*SHORT TASK*:
Can you format the data from the very beginning up to and including the line that contains "0, 11, 427]]" as a numbered list, with blank lines omitted?

----

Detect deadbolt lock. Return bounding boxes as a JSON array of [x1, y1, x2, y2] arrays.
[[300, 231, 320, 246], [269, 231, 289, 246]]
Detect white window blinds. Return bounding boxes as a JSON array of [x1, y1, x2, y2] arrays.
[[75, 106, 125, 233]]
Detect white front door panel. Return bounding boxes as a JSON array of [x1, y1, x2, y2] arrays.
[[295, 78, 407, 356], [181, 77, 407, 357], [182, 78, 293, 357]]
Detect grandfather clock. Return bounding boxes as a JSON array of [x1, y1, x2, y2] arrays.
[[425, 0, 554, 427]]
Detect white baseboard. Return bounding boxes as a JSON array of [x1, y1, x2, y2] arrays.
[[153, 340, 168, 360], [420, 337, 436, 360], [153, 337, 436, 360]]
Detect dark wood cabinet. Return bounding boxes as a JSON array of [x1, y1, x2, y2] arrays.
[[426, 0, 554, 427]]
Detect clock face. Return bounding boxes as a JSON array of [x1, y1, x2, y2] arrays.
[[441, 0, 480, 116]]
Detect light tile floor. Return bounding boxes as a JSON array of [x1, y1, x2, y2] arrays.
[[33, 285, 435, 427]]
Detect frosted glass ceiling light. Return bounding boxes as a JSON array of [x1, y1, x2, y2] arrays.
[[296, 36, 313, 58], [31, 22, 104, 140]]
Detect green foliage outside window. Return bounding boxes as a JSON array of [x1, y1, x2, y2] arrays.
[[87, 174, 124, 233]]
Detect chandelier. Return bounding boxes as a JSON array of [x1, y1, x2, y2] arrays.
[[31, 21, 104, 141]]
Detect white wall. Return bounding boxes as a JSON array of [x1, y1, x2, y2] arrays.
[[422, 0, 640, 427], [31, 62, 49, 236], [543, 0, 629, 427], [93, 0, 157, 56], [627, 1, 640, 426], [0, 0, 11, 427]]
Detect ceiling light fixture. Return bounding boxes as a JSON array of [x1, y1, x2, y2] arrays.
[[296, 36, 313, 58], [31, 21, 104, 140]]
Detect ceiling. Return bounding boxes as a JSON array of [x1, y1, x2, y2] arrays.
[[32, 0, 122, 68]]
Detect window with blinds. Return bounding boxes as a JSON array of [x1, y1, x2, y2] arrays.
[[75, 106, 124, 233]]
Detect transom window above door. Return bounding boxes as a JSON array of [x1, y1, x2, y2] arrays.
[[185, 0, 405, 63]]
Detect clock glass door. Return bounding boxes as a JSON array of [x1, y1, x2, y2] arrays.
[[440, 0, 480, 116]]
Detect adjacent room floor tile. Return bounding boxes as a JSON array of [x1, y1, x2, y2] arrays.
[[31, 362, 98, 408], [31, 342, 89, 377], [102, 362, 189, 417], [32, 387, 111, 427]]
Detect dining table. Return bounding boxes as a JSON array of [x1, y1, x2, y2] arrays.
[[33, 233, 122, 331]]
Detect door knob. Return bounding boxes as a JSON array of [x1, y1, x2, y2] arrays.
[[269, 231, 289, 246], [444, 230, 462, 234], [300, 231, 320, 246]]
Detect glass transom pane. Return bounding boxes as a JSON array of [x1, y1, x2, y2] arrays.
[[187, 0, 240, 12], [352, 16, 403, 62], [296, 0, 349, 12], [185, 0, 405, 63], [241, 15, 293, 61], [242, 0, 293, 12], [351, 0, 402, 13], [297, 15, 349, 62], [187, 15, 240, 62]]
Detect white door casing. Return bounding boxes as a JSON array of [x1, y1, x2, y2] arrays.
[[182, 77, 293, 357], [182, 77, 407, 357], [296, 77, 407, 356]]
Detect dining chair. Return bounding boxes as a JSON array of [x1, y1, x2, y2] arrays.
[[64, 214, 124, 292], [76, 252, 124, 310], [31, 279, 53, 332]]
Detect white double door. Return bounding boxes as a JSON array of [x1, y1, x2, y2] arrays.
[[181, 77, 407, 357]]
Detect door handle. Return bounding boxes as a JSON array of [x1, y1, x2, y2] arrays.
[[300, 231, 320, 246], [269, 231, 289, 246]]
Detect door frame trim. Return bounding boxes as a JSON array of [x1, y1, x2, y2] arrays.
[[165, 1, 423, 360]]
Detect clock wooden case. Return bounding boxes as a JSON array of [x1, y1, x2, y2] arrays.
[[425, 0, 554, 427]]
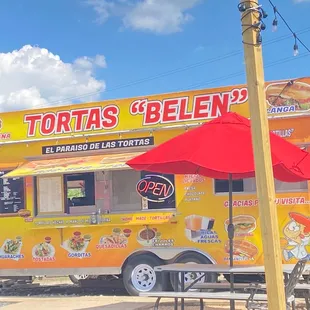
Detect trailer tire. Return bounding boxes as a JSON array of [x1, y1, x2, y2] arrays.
[[170, 252, 217, 291], [223, 274, 266, 283], [69, 275, 89, 285], [123, 254, 169, 296]]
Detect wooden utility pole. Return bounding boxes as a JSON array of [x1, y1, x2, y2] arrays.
[[240, 0, 286, 310]]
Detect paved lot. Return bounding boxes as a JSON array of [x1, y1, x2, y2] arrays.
[[0, 278, 306, 310], [0, 296, 244, 310]]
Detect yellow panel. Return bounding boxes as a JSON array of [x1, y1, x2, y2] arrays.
[[3, 152, 142, 178]]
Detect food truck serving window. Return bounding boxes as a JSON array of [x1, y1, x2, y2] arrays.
[[64, 172, 95, 207], [36, 169, 175, 215], [0, 171, 25, 216]]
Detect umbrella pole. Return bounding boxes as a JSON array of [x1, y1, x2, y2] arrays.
[[228, 173, 235, 310]]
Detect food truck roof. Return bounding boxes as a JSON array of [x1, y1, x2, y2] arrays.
[[0, 78, 310, 145]]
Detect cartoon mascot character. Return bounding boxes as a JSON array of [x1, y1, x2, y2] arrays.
[[281, 212, 310, 261]]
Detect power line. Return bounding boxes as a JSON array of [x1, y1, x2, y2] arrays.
[[174, 53, 310, 91], [268, 0, 310, 56], [37, 27, 310, 107]]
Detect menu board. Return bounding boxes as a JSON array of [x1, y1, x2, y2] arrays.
[[37, 176, 64, 213], [0, 171, 25, 214]]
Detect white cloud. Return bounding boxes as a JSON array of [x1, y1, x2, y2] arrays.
[[0, 45, 106, 111], [87, 0, 202, 34]]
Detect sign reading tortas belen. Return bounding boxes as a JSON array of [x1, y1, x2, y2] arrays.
[[42, 137, 154, 155]]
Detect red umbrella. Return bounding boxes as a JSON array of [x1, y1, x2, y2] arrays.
[[127, 113, 310, 288]]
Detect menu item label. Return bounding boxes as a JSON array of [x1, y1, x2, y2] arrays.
[[42, 137, 154, 154], [185, 214, 222, 243], [0, 236, 24, 261], [0, 171, 25, 214], [62, 231, 92, 259]]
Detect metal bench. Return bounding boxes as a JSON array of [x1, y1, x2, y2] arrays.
[[139, 260, 309, 310], [139, 292, 267, 310], [193, 282, 310, 309], [246, 260, 309, 310]]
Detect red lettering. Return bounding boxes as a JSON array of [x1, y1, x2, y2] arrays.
[[102, 105, 119, 129], [24, 114, 42, 137], [71, 109, 88, 132], [40, 113, 56, 136], [211, 93, 230, 118], [85, 108, 101, 130], [162, 99, 179, 123], [143, 101, 161, 125], [56, 111, 71, 134], [163, 184, 172, 197], [179, 98, 192, 121], [193, 95, 211, 119]]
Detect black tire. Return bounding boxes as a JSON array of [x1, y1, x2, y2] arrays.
[[303, 274, 310, 283], [170, 252, 217, 290], [223, 274, 266, 283], [123, 254, 168, 296]]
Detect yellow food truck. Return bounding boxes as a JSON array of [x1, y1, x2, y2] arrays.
[[0, 78, 310, 295]]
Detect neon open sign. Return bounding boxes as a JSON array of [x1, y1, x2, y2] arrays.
[[136, 174, 174, 202]]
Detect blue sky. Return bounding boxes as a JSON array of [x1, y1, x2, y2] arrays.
[[0, 0, 310, 110]]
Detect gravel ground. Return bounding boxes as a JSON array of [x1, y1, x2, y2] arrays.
[[0, 277, 306, 310]]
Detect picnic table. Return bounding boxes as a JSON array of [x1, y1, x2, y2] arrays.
[[140, 264, 310, 310]]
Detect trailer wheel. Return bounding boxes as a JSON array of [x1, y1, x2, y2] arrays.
[[170, 253, 217, 291], [123, 254, 168, 296]]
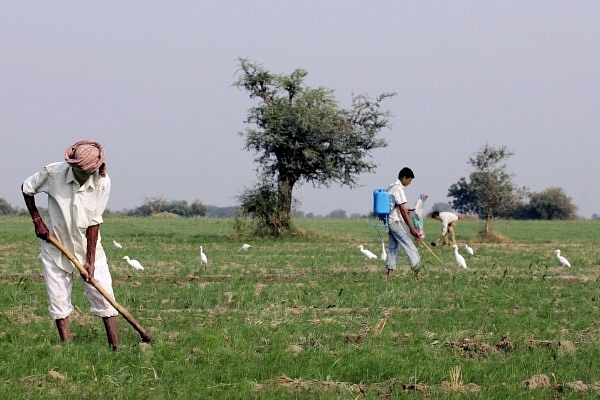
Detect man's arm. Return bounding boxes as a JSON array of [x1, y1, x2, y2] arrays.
[[399, 203, 421, 239], [21, 185, 50, 240]]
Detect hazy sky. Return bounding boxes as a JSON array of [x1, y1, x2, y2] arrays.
[[0, 0, 600, 217]]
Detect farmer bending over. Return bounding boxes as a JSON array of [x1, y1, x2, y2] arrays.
[[431, 211, 458, 246], [21, 140, 119, 350]]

----

*ANSWER TO THIS PROBLEM*:
1. Detect deadbolt lock. Return bounding boxes as a JSON array of [x1, y1, x2, y2] arrays.
2. [[300, 231, 320, 246], [269, 231, 289, 246]]
3. Detect white window blinds. Return bounding boxes as a JSON array of [x1, y1, x2, y2] arrays.
4. [[75, 106, 125, 233]]
5. Detect white front door panel. Return bounding boxes as a JSON array of [x1, y1, x2, y2] arrays.
6. [[295, 78, 407, 356], [181, 77, 407, 357], [182, 78, 293, 357]]
7. Detect grandfather clock. Return bounding boxes as a JSON array of [x1, y1, x2, y2] arrays.
8. [[425, 0, 554, 427]]
9. Detect white baseboard. Return bounding boxes as a JSON array of [x1, y1, x2, y2] arrays.
10. [[153, 340, 168, 360], [420, 337, 436, 360], [153, 337, 436, 360]]
11. Detect dark wood cabinet. Return bounding boxes as a JSON array of [x1, y1, x2, y2] arrays.
12. [[426, 0, 554, 427]]
13. Detect clock face. Return bounding boxes as a JSON array of [x1, y1, x2, y2] arrays.
14. [[441, 0, 480, 116]]
15. Detect light tile floor. Return bounding boxes as a JSON array of [x1, y1, x2, y2] arrays.
16. [[33, 285, 435, 427]]
17. Detect frosted glass ceiling light. Return bounding boxes as a JSON array of [x1, y1, x2, y2] arrays.
18. [[296, 36, 313, 58], [31, 22, 104, 140]]
19. Detect green foliage outside window. Return bounding boxes as a JSON array of [x1, y1, x2, y2] arrays.
20. [[87, 174, 124, 233]]
21. Detect chandelier. Return bounding boxes as a JSON array of [x1, y1, x2, y2] arrays.
22. [[31, 21, 104, 141]]
23. Detect white wall. Return bounding boxes as a JSON array of [x1, y1, x2, y2] arrays.
24. [[422, 0, 640, 427], [31, 62, 49, 236], [543, 0, 629, 427], [93, 0, 157, 56], [627, 1, 640, 426], [0, 0, 11, 427]]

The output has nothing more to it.